## Selected passage

[START]

Tan Sri Datuk Abdul Ghani bin Minhat  (Jawi: عبدالغاني منحة;
‎ 23 December 1935 – 28 September 2012) was a football player who represented the team Selangor FA and Negeri Sembilan FA in the 1950s until the late 1960s. He played as a striker and winger while representing Malaya and Malaysia. He was known as the Raja Bola (Malay for King of ball) and is considered one of Malaysia's greatest football players.

Early life
Tan Sri Datuk Abdul Ghani Minhat was born on 23 December 1935 in Kampung Solok,  Rantau, Negeri Sembilan. Ghani later attended Princess Road School (now Sekolah Kebangsaan Jalan Raja Muda) at the age of 10 in 1945. He represented the school football team and only played bare footed. Two years later, Ghani attended Sekolah St. John's Kuala Lumpur and continued to play for the school team. In 1951, his talent was spotted by local police officers who later gave him his first ever football boots. In that time, only professional footballers can afford football boots as it was very expensive during the late 1950s.

Career
At the age of 17, his talent was later spotted by police officers who later invited Ghani to play with the Police Depot Football Team in the Selangor League. He was asked to play in the left wing position, even though he was right footed. He used this opportunity to develop his left footed skill.

In 1955, Ghani was chosen to play with Selangor FA in their attempt to win the HMS Malaya Cup for the first time in 6 years. Selangor faced Singapore in the 1956 Malaya Cup final. Ghani help Selangor beat Singapore 2–1 with Ghani scoring one goal to give Selangor win. His performance was praised by his teammates. Shortly after the match, he was called up by national coach, Neoh Boon Hean to represent the Malaya national team in a friendly against Cambodia.

Ghani continued to play for Selangor over the years and Selangor was considered the best club in Malaya with the name The Red Giants. Ghani, alongside M. Chandran, Stanley Gabrielle, Robert Choe and Arthur Koh, Selangor was a very powerful and feared team across Malaysia and Singapore.

One of his most invaluable experiences was being sent on attachments to gain experiences and undergo better training to several clubs in England (West Ham United, Arsenal, Spurs), Wales (Cardiff City) and Germany (Eintracht Frankfurt) in 1962.

In 1967, Ghani help Selangor to qualify the first ever 1967 Asian Club Championship. They manage to go in the finals after beating Tungsten Mining FC of South Korea. The Israeli club Hapoel Tel Aviv manage to overcome Selangor by beating Ghani side 2–1 in Bangkok. However, Selangor was praised by the Football Association of Malaysia by being the first team to qualify the finals in the Asian Club Championship.

Ghani officially retired in 1968 with the 1968 Malaysia Cup final being Ghani's last match in football. Selangor won with a big margin 8–1.

International career
Abdul Ghani first played for the Malaya national team when he was named among the 17 players which represent Malaya in the 1956 AFC Asian Cup qualification, together with the youngster Ray Crawford. On 17 March 1956, Ghani's first appearance with the national team was very impressive when Ghani scored an amazing seven goals to helping Malaya beat Cambodia 9–2.

[END]

## Extracted information
[START]

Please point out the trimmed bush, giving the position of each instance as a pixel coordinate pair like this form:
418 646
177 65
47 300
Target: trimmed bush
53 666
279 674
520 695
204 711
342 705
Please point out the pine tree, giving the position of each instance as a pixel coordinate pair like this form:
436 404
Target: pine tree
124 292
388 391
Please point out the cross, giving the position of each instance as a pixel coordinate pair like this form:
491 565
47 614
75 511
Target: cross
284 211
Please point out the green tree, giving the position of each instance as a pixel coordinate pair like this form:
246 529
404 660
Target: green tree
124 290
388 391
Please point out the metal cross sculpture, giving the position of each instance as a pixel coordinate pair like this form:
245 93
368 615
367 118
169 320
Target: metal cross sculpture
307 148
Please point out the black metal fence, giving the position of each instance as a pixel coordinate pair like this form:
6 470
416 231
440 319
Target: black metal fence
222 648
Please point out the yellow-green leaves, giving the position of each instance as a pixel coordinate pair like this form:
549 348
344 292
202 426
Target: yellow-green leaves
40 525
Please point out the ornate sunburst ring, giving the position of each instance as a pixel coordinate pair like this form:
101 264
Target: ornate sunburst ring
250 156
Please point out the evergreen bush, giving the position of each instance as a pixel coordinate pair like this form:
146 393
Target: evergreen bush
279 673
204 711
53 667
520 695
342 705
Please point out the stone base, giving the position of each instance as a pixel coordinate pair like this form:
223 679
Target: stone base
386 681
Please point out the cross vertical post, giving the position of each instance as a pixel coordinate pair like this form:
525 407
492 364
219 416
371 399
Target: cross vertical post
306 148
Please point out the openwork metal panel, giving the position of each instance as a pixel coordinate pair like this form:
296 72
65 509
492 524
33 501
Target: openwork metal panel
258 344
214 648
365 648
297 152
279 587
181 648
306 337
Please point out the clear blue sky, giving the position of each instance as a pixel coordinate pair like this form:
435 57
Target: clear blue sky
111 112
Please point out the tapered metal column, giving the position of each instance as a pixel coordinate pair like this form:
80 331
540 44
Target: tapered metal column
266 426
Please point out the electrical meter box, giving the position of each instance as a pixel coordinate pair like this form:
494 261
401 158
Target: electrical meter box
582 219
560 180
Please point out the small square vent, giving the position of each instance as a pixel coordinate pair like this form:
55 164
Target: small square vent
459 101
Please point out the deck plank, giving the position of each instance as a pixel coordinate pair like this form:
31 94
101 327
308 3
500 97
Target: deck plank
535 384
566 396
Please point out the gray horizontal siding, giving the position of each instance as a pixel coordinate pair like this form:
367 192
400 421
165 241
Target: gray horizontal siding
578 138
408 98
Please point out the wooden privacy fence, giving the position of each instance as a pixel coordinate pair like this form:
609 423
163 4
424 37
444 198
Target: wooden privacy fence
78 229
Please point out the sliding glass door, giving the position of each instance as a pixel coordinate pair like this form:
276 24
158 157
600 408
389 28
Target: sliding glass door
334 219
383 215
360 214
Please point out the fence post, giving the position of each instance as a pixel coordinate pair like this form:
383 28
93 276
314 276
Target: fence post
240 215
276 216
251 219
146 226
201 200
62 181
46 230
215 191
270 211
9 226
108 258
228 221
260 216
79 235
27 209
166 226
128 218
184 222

[END]

## Challenges
A: From the article on Abdul Ghani Minhat above, return the passage that begins at the words "In 1967, Ghani" and stops after "the Asian Club Championship.".
B: Write the next part of the article on Abdul Ghani Minhat, picking up right after its final sentence.

## Results of the exercise
A:
In 1967, Ghani help Selangor to qualify the first ever 1967 Asian Club Championship. They manage to go in the finals after beating Tungsten Mining FC of South Korea. The Israeli club Hapoel Tel Aviv manage to overcome Selangor by beating Ghani side 2–1 in Bangkok. However, Selangor was praised by the Football Association of Malaysia by being the first team to qualify the finals in the Asian Club Championship.

B:
The following year, he scored his first goal in the first ever edition, inaugural 1957 Pestabola Merdeka from an amazing 40 meters rocket shot against Vietnam in the tournament held at the Padang TPCA, Princess Road in 1957. But the Ghani was disappointed after failing to win the trophy for his country after Hong Kong emerged as champions. Ghani managed to overcome his disappointment in 1958 when he helped the national squad won the 1958 Pestabola Merdeka after being the group champions above Hong Kong and Indonesia.

Ghani then helped Malaya to retain the title Pestabola Merdeka in 1959 after beating Indonesia 2–1. He later received the title 'King of ball' from Football Association of Selangor (FAS), a title later used by anyone to refer to him for his brilliant performance for Malaya.

He completed his hat-trick in the 1960 Pestabola Merdeka. Malaya eventually shared the title with Asian Giants, South Korea. On 15 August 1960, he was selected members to form the AFC Asian All-Stars tour of Europe, which never materialized. In 1961, Ghani help the national team's to won the gold medal in the 1961 SEAP Games (now SEA Games) in Rangoon, the Burmese (now Myanmar) after beating the Burma in the finals.

Ghani helped Malaya to won the 1962 Asian Games bronze medal after beating South Vietnam 4–1.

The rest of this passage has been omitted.